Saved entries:
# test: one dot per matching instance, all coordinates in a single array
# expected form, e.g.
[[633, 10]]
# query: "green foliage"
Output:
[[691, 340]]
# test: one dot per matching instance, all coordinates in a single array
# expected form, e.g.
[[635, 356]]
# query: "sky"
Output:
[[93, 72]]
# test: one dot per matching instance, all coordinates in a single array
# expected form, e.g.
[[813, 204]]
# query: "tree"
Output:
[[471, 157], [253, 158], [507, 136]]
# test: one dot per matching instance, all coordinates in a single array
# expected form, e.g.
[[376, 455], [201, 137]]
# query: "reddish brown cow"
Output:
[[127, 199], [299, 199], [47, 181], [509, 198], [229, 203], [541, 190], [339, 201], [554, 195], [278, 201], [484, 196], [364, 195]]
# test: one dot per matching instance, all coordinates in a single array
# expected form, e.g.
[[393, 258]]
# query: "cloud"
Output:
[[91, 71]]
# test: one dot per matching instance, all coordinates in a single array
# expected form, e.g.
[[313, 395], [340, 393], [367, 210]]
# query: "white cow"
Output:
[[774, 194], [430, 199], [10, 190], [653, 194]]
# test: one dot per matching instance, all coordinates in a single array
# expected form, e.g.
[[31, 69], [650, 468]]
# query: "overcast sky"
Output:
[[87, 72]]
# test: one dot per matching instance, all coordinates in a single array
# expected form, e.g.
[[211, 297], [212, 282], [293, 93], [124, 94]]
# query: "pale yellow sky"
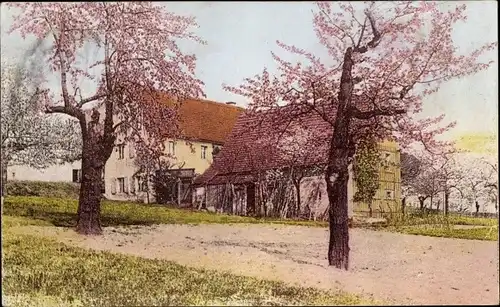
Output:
[[241, 35]]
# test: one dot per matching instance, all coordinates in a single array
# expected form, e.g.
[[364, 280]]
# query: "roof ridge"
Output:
[[222, 104]]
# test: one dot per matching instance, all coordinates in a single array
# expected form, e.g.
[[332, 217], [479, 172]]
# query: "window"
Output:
[[171, 148], [121, 151], [141, 184], [389, 194], [131, 150], [203, 152], [121, 185], [113, 186], [216, 150], [77, 175]]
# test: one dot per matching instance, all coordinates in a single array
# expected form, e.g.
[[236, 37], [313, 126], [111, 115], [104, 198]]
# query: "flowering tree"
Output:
[[138, 59], [30, 137], [383, 59], [294, 146]]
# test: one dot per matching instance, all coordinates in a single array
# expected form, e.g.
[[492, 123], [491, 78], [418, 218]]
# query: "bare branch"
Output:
[[356, 113]]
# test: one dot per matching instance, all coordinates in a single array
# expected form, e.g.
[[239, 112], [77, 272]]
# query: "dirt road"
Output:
[[402, 269]]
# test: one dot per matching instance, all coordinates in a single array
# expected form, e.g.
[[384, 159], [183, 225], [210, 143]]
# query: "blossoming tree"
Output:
[[384, 58], [138, 58]]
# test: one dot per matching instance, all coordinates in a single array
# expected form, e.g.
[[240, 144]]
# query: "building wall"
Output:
[[388, 196], [54, 173], [187, 155]]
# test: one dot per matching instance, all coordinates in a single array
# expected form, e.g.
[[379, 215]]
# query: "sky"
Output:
[[240, 36]]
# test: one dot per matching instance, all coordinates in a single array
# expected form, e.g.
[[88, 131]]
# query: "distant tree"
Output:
[[366, 172], [30, 137], [140, 66], [450, 177], [384, 59]]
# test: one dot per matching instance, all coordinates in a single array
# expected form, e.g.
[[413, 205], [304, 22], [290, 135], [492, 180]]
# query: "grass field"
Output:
[[43, 272], [62, 212]]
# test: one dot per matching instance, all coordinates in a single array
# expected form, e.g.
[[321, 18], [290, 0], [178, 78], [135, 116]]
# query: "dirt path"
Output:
[[399, 268]]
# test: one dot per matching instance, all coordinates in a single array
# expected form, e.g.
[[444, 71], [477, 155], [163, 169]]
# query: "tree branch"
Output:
[[90, 99], [356, 113]]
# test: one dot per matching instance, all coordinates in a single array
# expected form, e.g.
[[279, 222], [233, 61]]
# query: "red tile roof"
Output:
[[252, 145], [210, 121]]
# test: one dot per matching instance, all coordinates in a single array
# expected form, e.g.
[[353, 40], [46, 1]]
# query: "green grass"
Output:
[[42, 189], [40, 271], [485, 233], [440, 219], [62, 212], [439, 225]]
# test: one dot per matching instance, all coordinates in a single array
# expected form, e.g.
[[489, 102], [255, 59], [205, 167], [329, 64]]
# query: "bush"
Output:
[[42, 189]]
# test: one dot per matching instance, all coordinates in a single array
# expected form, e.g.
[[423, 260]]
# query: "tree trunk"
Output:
[[297, 206], [338, 248], [96, 150], [403, 206], [446, 202], [421, 201], [89, 205], [337, 172]]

__Work instruction__:
Return every record exactly, without the pictures.

__Exercise response__:
# test: one dot per matching instance, all coordinates in a single array
# expected form, e.g.
[[633, 10]]
# query: "green foliage"
Output:
[[691, 340]]
# test: one dot per matching instance, all coordinates in a single array
# expected form, e.g.
[[635, 356]]
# query: "sky"
Output:
[[93, 72]]
# test: one dot per matching instance, all coordinates in a single array
# expected form, e.g.
[[813, 204]]
# query: "tree"
Output:
[[471, 157], [253, 158], [507, 136]]
# test: one dot per matching instance, all coordinates in a single array
# expected form, e.g.
[[376, 455], [201, 137]]
# query: "reddish brown cow"
Output:
[[127, 199], [299, 199], [47, 181], [509, 198], [229, 203], [541, 190], [339, 201], [554, 195], [278, 201], [484, 196], [364, 195]]
# test: one dot per matching instance, all coordinates in a single array
# expected form, e.g.
[[393, 258]]
# query: "cloud"
Output:
[[91, 71]]
# test: one dot per matching instance, all coordinates in a single array
# expected form, e.g.
[[313, 395], [340, 393], [367, 210]]
# query: "white cow"
Output:
[[774, 194], [430, 199], [10, 190], [653, 194]]
# test: one dot per matching instance, all coordinates in a single array
# expected form, e.g.
[[31, 69], [650, 468]]
# query: "overcast sky"
Output:
[[87, 72]]
# test: one dot per matching instance, all coordinates in a single array
# expected form, e.g.
[[211, 297], [212, 282], [293, 93], [124, 94]]
# query: "pale yellow sky"
Output:
[[241, 35]]
# test: one dot per matching instance, all coordinates in a single array
# expected form, e.g.
[[364, 280]]
# query: "roof ridge"
Output:
[[222, 104]]
# test: one dot per matching instance, all coordinates in a single array
# expected form, e.g.
[[332, 217], [479, 172]]
# query: "window"
Output:
[[171, 148], [121, 151], [141, 184], [389, 194], [131, 150], [203, 152], [121, 185], [113, 186], [216, 150], [77, 175]]
# test: one dot per matching instance, all coordinates in a single array
# expected form, e.g.
[[236, 37], [313, 126], [111, 115], [104, 198]]
# query: "flowering tree"
Output:
[[138, 59], [30, 137], [383, 59], [294, 146]]
# test: one dot per matching instance, all coordinates in a single array
# expected form, e.g.
[[492, 123], [491, 78], [418, 218]]
# query: "bare branch"
Output:
[[356, 113]]
# test: one dot per matching instance, all coordinates in a single array
# expected form, e.g.
[[239, 112], [77, 272]]
# query: "dirt road"
Output:
[[402, 269]]
# test: one dot per matching instance, all coordinates in a single array
# expected form, e.g.
[[384, 159], [183, 225], [210, 143]]
# query: "blossoming tree"
Output:
[[384, 58], [138, 58]]
# test: one dot per matching instance, all coordinates in a single array
# expected form, e.g.
[[240, 144]]
# query: "building wall"
Output:
[[388, 196], [54, 173], [187, 155]]
# test: one dot per matching instance, all coordinates in a single array
# expected form, e.g.
[[379, 215]]
# query: "sky"
Output:
[[240, 36]]
# test: one dot per matching instance, all coordinates in a single array
# expected form, e.g.
[[88, 131]]
# query: "distant tree"
Output:
[[366, 172], [30, 137], [140, 66], [450, 177], [384, 59]]
# test: one dot per matching instance, all coordinates in a single array
# expected form, e.g.
[[413, 205], [304, 22], [290, 135], [492, 180]]
# query: "grass field"
Output:
[[43, 272], [62, 212]]
# test: one dot per matching instance, all coordinates in a single array
# expected form, e.g.
[[321, 18], [290, 0], [178, 78], [135, 116]]
# query: "dirt path"
Output:
[[399, 268]]
# test: one dot per matching instance, all coordinates in a single array
# expected form, e.g.
[[444, 71], [477, 155], [163, 169]]
# query: "tree branch"
Output:
[[90, 99], [356, 113]]
# test: one dot per matching instance, all coordinates in a single array
# expected form, e.g.
[[279, 222], [233, 61]]
# query: "red tile roof"
Output:
[[252, 145], [210, 121]]
# test: one dot per matching instance, all coordinates in a single array
# expected form, e.g.
[[353, 40], [46, 1]]
# query: "green grass"
Output:
[[42, 189], [40, 271], [485, 233], [440, 219], [62, 212], [439, 225]]
# test: one dot per matching instance, all coordinates in a single array
# expected form, e.g.
[[489, 102], [255, 59], [205, 167], [329, 64]]
# query: "bush"
Output:
[[42, 189]]
# test: one dot per matching instance, all coordinates in a single array
# expected form, e.g.
[[423, 260]]
# query: "tree trunk"
Output:
[[297, 206], [338, 248], [96, 150], [403, 206], [446, 202], [421, 201], [89, 205], [337, 172]]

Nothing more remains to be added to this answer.